____ MATERIALS PROVIDED

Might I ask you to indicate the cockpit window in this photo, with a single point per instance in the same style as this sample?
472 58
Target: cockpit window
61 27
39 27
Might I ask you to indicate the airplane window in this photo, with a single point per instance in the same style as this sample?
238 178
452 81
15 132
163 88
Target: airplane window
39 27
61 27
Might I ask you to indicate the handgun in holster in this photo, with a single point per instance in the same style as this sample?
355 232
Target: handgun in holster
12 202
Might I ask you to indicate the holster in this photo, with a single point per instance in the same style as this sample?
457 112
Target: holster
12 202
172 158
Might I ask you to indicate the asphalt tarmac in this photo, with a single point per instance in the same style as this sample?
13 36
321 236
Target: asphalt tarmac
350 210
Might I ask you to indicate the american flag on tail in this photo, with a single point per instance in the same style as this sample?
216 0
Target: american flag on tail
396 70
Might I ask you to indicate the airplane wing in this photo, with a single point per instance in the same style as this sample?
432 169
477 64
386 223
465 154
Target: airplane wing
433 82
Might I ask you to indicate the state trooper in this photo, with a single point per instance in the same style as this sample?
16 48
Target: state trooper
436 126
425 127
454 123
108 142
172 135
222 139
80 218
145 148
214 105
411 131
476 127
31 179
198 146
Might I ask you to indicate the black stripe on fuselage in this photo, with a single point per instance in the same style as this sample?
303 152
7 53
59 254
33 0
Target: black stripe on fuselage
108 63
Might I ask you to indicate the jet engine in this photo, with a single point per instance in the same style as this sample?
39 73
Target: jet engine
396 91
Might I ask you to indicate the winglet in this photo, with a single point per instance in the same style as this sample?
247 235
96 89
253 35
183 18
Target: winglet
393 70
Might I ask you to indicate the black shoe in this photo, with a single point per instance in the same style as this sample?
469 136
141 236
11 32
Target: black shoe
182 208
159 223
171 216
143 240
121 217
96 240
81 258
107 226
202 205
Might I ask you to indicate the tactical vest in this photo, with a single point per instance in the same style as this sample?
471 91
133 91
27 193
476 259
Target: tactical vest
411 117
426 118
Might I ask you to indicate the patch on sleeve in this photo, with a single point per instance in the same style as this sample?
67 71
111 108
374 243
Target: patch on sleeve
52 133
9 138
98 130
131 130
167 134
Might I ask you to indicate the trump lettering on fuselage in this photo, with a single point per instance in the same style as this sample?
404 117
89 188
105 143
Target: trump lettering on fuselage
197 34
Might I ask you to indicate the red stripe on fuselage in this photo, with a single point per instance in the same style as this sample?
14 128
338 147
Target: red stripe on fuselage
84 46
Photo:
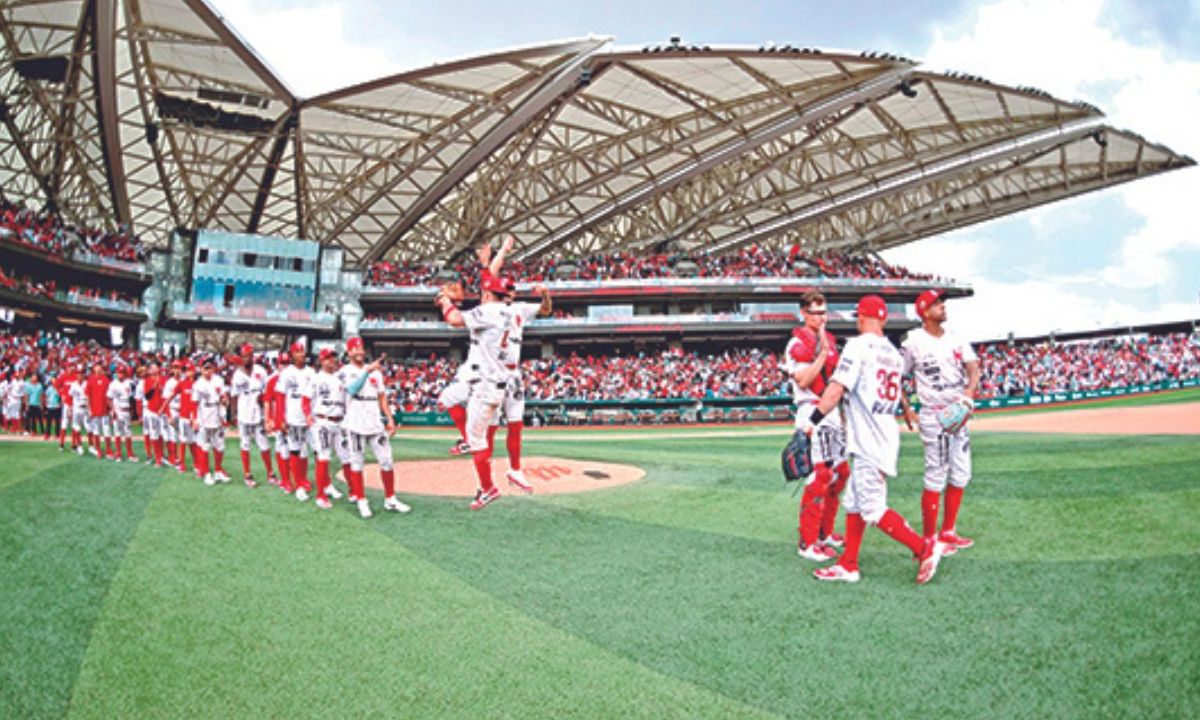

________

### EXERCISE OBJECTIVE
Report how many lines of the listing above contain the string "shoe", treating case as significant. Give only the number.

### RESPONSE
2